Location annotation dataset excerpts
┄┄┄┄┄┄┄┄┄┄

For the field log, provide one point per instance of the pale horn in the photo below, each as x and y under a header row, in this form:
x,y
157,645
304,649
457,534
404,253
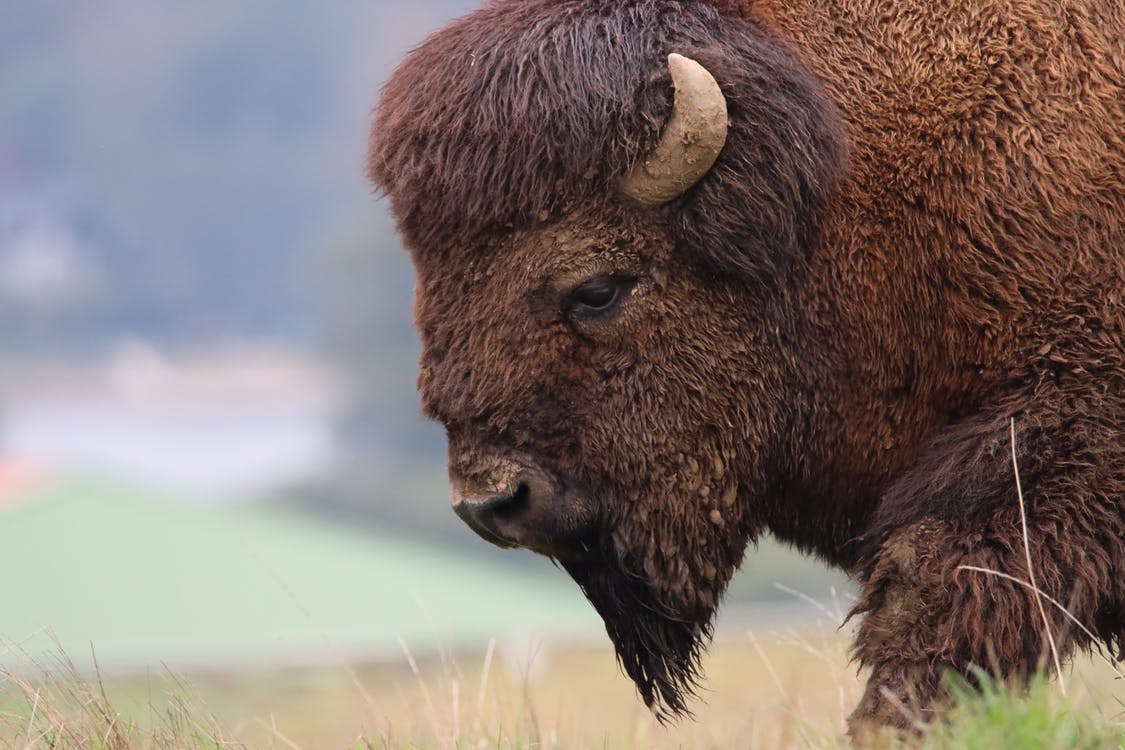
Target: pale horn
x,y
692,138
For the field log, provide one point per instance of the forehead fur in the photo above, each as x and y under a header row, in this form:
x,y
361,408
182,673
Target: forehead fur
x,y
524,108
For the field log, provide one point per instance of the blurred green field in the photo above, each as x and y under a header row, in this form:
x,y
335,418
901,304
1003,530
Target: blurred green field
x,y
227,624
144,578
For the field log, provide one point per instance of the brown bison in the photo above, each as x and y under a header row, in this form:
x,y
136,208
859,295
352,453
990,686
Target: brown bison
x,y
690,271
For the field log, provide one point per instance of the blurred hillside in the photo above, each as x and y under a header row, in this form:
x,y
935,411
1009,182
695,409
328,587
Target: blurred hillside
x,y
173,170
179,179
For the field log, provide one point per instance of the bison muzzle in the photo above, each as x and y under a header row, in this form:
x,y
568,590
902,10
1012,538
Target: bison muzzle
x,y
693,271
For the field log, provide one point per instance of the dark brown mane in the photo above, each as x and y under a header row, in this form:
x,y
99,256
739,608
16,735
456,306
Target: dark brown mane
x,y
518,113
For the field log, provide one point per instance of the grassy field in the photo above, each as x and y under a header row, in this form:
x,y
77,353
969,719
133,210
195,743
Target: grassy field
x,y
770,690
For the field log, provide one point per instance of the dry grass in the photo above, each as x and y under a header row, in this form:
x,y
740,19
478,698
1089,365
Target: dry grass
x,y
770,690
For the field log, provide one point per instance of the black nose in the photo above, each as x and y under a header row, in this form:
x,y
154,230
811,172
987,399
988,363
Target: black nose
x,y
486,516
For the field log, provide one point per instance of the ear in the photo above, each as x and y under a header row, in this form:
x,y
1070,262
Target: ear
x,y
762,201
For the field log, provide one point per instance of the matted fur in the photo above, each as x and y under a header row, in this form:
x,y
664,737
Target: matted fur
x,y
915,235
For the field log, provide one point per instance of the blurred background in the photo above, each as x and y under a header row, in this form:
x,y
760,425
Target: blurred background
x,y
210,451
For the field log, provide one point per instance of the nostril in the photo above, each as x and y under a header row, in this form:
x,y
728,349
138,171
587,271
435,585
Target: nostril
x,y
514,502
502,504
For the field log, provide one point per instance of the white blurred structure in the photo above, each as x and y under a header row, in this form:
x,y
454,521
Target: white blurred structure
x,y
231,422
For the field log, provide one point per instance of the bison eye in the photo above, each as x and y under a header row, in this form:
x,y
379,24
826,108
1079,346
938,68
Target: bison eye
x,y
597,296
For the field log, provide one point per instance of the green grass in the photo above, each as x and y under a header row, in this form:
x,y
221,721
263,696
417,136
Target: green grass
x,y
793,692
147,577
1036,717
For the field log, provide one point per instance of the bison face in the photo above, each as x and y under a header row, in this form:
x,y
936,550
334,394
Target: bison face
x,y
605,204
599,390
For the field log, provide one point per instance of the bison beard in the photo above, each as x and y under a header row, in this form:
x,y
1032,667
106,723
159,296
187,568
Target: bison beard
x,y
657,644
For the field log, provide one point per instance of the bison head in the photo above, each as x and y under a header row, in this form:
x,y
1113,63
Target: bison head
x,y
605,202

┄┄┄┄┄┄┄┄┄┄

Write the listing out a second time exactly, dropping all images.

» Worked answer
For the field log, provide one point per instance of the pale horn in the photo below, each as x and y under a header row, in this form:
x,y
157,645
304,649
457,534
404,253
Target: pale horn
x,y
692,138
For the field log, provide one point per instance of the forehead fur in the photo above, each as x and y under a header row, in this form:
x,y
361,408
182,673
Target: forehead fur
x,y
524,108
For the field log, provide one point per instance of the blurred green field in the photo above, each as x and y under a header row, in this form:
x,y
335,418
901,304
1003,530
Target: blurred green field
x,y
227,624
144,578
For the field log, provide one point per instance of the brown bison in the photo above, each as x and y under a header row, in this form:
x,y
136,208
859,295
352,453
990,686
Target: brown bison
x,y
690,271
For the field log, provide one point per instance of the blurred hillside in the photo above, each as x and y under a header row, in this form:
x,y
935,411
1009,182
695,409
328,587
Target: blurred hillside
x,y
173,170
179,179
For the field log, provide one point per instance of the bison muzzle in the photo above, each as x and y under a header row, in this form:
x,y
568,590
902,10
1012,538
Target: bison muzzle
x,y
693,271
For the field log, provide one point per instance of the dark brown mane in the photo above, each as x and y under a header row, in this form:
x,y
99,256
739,608
16,735
456,306
Target: dark brown mane
x,y
518,113
For the field log, provide one point per instance of the grassy field in the photo above, each as x and y under a header row, in this form:
x,y
77,353
969,719
133,210
195,743
Target: grassy field
x,y
770,690
For the field log, provide one point per instance of the dry grass in the photo above, each as x and y under a header row, in this form:
x,y
740,19
478,698
1089,365
Target: dry grass
x,y
770,690
For the field log, provide one point per instance of the black nose in the photo above, each as x and y under a header row, in this form:
x,y
154,230
811,172
987,399
988,363
Target: black nose
x,y
486,516
For the field log, provide one point per instance of the ear in the photo above, each as x and y under a header row, in this form:
x,y
1070,262
Target: ear
x,y
762,201
For the field log, provide one point per instance of the matted fur in the photo above, each as x and y under a header row, in this form:
x,y
664,737
Target: matted fur
x,y
915,235
For the field log, provide one point per instance of the blurred background in the photo above, each as x and y under a header row, in this form:
x,y
760,425
Target: blurred background
x,y
210,451
For the field log, provide one point per instance of the nostril in the photo above, each as x and y under a header row, in this form:
x,y
728,349
138,171
587,271
435,585
Target: nostril
x,y
514,502
502,504
For the field log, provide one point per instance of the white blurred structure in the photo above, each as x and y under a header row, in this form:
x,y
454,521
Target: white blurred structure
x,y
231,422
For the field log, provide one point per instance of the bison eye in the photo above, each as x and y under a header row, in this form:
x,y
379,24
826,108
1079,346
938,68
Target: bison eye
x,y
597,296
For the field log, provide one point per instance of the green grass in the photo above, each as x and y under a header row, in this form:
x,y
221,721
263,696
417,136
Target: green grass
x,y
793,692
147,577
1036,717
For the field log, provide one point per instance of the bison face in the photo above, each as x and y under a header row, in this form:
x,y
936,550
334,394
Target: bison face
x,y
605,204
599,390
For the field log, provide one point per instance of the bison beard in the photo above, each as x and y under a header row, in this form:
x,y
1032,667
106,723
159,296
187,568
Target: bison beard
x,y
657,644
For the field log, provide one point per instance of the bison head in the photo above, each as x and y under a header row, in this form:
x,y
1113,63
Target: bison head
x,y
605,202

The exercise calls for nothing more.